### Exercise goal
Your answer is the lines below, exactly, from the one that contains "My supervisor requested detection results for the small" through the one that contains "My supervisor requested detection results for the child visible", both included.

### Input records
☆ ☆ ☆

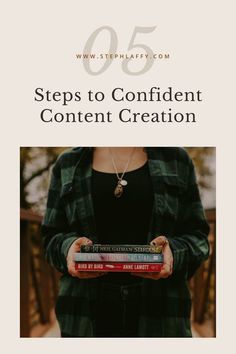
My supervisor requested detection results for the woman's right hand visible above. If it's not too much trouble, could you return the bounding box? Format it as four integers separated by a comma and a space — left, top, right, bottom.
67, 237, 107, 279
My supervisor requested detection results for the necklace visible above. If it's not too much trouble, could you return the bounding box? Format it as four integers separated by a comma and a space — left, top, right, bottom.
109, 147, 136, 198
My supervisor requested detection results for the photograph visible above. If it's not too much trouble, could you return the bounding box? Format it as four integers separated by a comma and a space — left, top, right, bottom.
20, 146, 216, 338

☆ ☆ ☆

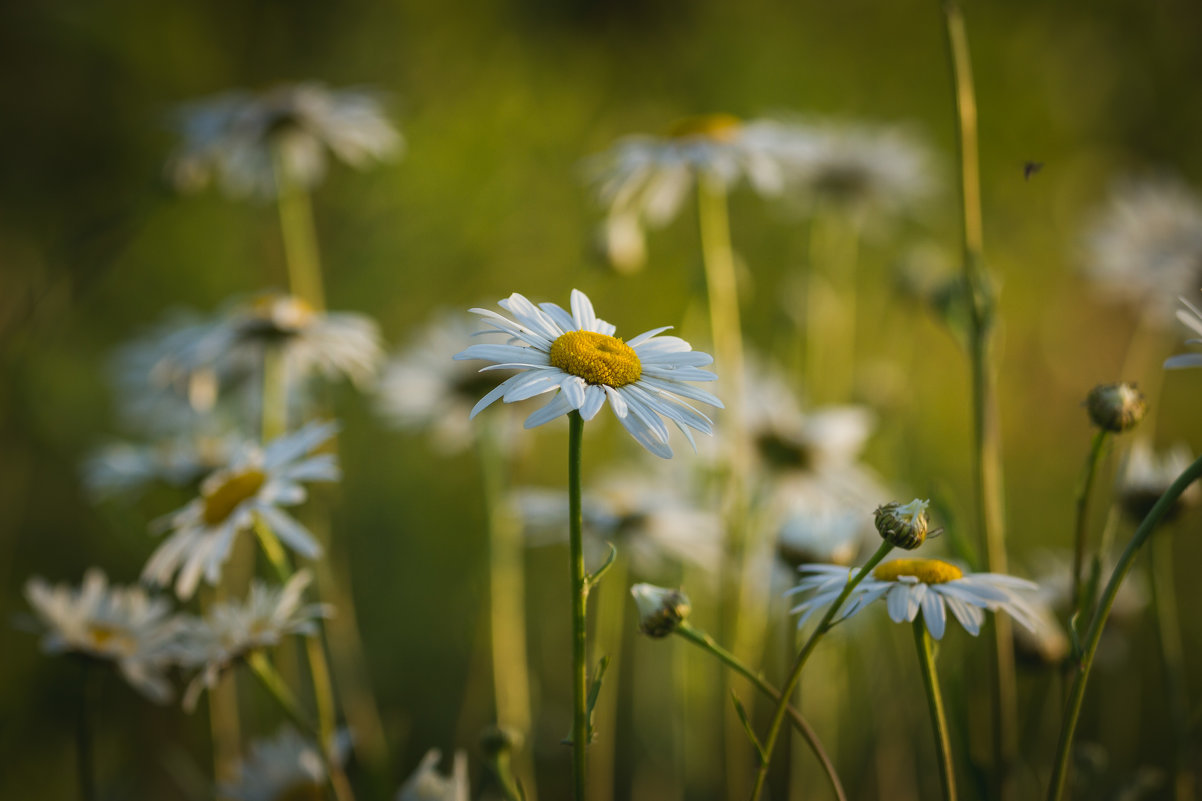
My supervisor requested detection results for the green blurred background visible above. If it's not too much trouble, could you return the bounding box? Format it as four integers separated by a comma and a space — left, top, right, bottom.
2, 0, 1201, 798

☆ ☆ ☆

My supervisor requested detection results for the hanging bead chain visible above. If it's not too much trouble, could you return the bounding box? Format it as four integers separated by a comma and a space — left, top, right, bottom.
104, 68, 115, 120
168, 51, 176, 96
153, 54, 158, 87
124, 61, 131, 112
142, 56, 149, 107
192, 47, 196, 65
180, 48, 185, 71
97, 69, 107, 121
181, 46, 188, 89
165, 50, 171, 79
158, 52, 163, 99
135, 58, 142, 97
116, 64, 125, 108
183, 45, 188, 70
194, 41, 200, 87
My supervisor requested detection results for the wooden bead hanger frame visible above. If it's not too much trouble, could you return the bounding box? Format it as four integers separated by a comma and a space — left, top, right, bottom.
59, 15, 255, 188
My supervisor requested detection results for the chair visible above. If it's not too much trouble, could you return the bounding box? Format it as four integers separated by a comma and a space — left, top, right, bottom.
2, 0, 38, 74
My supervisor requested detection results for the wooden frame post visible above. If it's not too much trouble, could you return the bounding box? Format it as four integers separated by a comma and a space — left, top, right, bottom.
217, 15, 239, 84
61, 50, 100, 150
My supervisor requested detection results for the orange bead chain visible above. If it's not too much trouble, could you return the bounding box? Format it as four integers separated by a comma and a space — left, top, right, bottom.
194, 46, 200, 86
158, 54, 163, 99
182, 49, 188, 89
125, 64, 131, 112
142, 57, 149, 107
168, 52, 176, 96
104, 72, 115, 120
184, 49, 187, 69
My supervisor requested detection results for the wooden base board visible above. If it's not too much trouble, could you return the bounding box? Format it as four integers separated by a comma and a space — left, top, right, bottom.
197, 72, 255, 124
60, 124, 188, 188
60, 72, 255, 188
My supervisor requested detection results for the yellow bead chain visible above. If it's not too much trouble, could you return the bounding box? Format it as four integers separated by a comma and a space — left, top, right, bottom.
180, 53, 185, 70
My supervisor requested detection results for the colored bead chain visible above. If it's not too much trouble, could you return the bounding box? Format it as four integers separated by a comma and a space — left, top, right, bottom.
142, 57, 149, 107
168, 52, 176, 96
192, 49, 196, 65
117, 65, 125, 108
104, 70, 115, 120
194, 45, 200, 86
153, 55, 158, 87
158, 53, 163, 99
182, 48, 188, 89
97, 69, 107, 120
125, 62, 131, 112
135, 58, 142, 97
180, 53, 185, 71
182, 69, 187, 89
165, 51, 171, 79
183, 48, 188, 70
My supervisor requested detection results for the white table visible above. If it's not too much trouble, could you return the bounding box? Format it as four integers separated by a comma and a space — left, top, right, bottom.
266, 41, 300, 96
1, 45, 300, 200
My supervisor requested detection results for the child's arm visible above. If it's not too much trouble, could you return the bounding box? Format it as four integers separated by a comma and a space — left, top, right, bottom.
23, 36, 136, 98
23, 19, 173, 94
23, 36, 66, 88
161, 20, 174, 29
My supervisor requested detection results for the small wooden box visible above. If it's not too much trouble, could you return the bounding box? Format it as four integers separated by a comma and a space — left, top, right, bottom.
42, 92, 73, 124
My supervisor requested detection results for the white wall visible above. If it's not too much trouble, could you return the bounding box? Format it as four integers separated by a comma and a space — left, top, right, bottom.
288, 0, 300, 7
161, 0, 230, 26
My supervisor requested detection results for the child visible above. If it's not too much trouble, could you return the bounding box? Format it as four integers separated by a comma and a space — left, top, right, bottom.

☆ ☆ ☆

### Response for this exercise
My supervisor requested detection results for the small wooden box visible above. If it's not too much trouble, could you return the bounding box? Format it as four integers separated by a comma and a space — left, top, right, bottom.
42, 92, 73, 124
My supervisor requested detection results for the white wall visible above. If it's not too much trouble, could you return the bounding box? Format it as four integers separated by a comma and a space — left, top, right, bottom.
288, 0, 300, 7
161, 0, 230, 26
My supervisor requested detection results for the child visible above. If it's not too much trouble, could you return the bounding box? Format it as four integers separated by a comma and a space — left, top, right, bottom.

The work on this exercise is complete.